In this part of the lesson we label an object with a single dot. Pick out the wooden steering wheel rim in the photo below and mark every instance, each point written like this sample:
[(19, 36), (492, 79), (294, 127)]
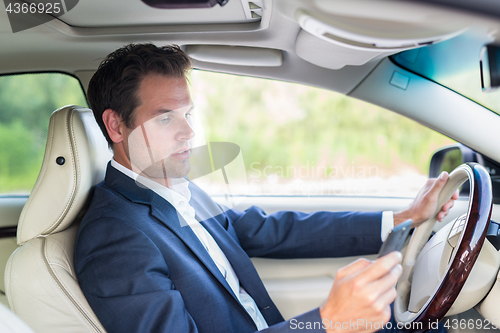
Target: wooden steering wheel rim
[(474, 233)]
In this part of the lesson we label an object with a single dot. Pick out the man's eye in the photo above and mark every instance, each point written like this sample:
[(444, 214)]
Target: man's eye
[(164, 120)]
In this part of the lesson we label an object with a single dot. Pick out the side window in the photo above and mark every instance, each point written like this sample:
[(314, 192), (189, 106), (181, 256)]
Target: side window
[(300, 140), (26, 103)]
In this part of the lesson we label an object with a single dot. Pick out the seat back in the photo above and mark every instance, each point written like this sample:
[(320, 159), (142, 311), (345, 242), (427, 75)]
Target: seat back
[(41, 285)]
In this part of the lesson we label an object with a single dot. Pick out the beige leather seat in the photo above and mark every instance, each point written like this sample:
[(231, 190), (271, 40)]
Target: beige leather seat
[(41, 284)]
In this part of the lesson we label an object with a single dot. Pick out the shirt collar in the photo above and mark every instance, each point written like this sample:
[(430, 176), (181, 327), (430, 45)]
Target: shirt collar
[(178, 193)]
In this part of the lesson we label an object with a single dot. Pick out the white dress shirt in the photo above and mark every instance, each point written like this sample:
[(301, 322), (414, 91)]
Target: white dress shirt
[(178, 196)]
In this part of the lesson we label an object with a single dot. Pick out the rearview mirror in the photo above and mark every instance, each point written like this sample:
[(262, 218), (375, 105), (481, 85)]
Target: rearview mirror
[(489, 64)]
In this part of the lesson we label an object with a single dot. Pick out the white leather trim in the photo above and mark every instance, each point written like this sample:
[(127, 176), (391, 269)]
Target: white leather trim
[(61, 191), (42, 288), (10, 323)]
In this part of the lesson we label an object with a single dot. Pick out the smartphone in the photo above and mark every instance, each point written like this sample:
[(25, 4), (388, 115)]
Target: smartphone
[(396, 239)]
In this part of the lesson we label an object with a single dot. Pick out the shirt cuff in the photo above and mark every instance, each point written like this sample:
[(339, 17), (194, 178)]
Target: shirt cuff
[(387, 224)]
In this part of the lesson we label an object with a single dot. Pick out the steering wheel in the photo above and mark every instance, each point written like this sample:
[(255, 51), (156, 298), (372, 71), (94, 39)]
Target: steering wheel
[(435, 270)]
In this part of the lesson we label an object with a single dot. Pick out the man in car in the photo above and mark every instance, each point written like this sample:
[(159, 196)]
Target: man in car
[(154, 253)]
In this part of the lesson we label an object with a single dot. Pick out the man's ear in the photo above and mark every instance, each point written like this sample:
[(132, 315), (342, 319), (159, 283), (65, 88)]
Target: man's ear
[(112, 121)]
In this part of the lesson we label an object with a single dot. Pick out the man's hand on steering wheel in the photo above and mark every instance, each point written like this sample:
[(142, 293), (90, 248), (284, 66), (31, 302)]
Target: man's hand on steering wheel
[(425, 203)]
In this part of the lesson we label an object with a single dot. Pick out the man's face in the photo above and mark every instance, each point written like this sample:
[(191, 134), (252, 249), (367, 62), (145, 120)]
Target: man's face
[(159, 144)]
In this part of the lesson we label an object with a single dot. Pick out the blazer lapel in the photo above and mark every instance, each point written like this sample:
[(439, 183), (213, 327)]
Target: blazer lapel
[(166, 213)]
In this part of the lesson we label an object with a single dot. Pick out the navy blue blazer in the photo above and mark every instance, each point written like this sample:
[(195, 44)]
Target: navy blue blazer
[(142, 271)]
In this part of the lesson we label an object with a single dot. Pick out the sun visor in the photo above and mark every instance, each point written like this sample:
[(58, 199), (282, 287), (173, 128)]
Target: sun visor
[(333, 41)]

======

__TASK DIRECTIONS__: All entries must come back exactly as written, though without their pictures.

__ANSWER TO THIS TASK__:
In this part of the lesson we label an object with a single dot. Pick out the wooden steering wheel rim in the photo below and mark every instance, each point written like this sample:
[(19, 36), (492, 79), (294, 127)]
Target: wooden steering wheel rim
[(474, 233)]
In this part of the lesson we label an object with a single dot. Pick out the man's eye in the photo above and mark every instance, each point written like this sample:
[(444, 214)]
Target: man's eye
[(164, 120)]
In this part of the lesson we label an object with a single dot. Pick out the side window in the photo above and mark every instance, each point written like this sample:
[(314, 192), (189, 106), (181, 256)]
Target: side window
[(300, 140), (26, 103)]
In this part of the lesson we label an object with a single dot. Pick out the seat back in the photo above and mark every instance, each point written like this sample:
[(320, 159), (142, 311), (345, 242), (427, 75)]
Target: seat back
[(41, 285)]
In this part of the lesson we label an object with a single dot. Pick out the beige leather seat in the photo above and mark every instance, each point written like this sample:
[(231, 190), (271, 40)]
Target: beige leather seat
[(41, 284)]
In this part of the lesson we label an object with a single dot. Pick out the shirt collar in the photo above and mark every instance, each point written like this sample:
[(430, 176), (181, 327), (430, 45)]
Target: shirt collar
[(178, 193)]
In this part of the lesson we label an object with a single dot. Pick out the white dress shirt in the photo above and mark every instance, each point written like this sample:
[(301, 322), (414, 91)]
Target: white dress shirt
[(178, 196)]
In this part of the lesson we label an object with a single dot. Pick out the rearview mirror in the photo above and mark every instance, each point written like this sample:
[(262, 218), (375, 105), (481, 85)]
Target: rearview mirror
[(489, 64)]
In this part of the lesson we label an object with a single dot. Pick out the white leather trim in the photo above and mark every instance, each point written like this sample:
[(127, 176), (391, 269)]
Target: white leather trim
[(61, 191), (42, 288), (10, 323)]
In this part of the lesson we label an object with a single dot. Pick out the smartphone in the photo above and mark every instance, each point written like this sample:
[(25, 4), (388, 115)]
Target: smartphone
[(396, 239)]
In this part of the lesson we label an object with a single dot. Pick out the shirt cuff in the photo above and mark every instance, each point written like this sample:
[(339, 17), (194, 178)]
Target: shirt cuff
[(387, 224)]
In this part of the lesson we label an object with a single dot. Pick out the steering wheel in the photo above and mark every instance, each point written like this sample:
[(255, 51), (156, 298), (372, 71), (94, 39)]
Target: steering wheel
[(435, 270)]
In this part of the lesson we label an object with a single dot. Pick out the man in car in the photo above and mark every instance, each point written like this sample:
[(159, 196)]
Target: man in car
[(154, 253)]
In this part of the lesson we label an object with a single dot. Pick out the man's ear in the photo above and mark every instance, each point written like this sample:
[(132, 315), (342, 319), (159, 283), (65, 88)]
Target: man's ear
[(112, 121)]
In this part of the lesson we label an object with a single dot. Pick out the man's hand on steering wheel in the photo above and mark every instance, each point written like this sample:
[(142, 293), (90, 248), (284, 66), (31, 302)]
Target: man's hand on steering wheel
[(425, 203)]
In this part of the lesson we label an object with a single dot. Pick out the man's face in the photo above and mark every instance, each point written like this sample:
[(191, 134), (252, 249), (367, 62), (145, 120)]
Target: man's face
[(159, 144)]
In this part of the lesson we label an object with a single dot. Pick out the blazer lapel in the photo above and mark every instance, each point written like this sample:
[(439, 183), (213, 327)]
Target: blazer lapel
[(166, 213)]
In this part of the lesson we label an object with a single dot. Pick out the navy blue blazer in the photo above and mark every instance, each point written like this sample:
[(195, 44)]
Target: navy blue blazer
[(142, 271)]
In this part of the lesson we label an object with a single dot. Pick out the sun visor in the photo above and mark every instance, each point written like this sample:
[(58, 199), (282, 287), (173, 128)]
Target: sun visor
[(333, 41)]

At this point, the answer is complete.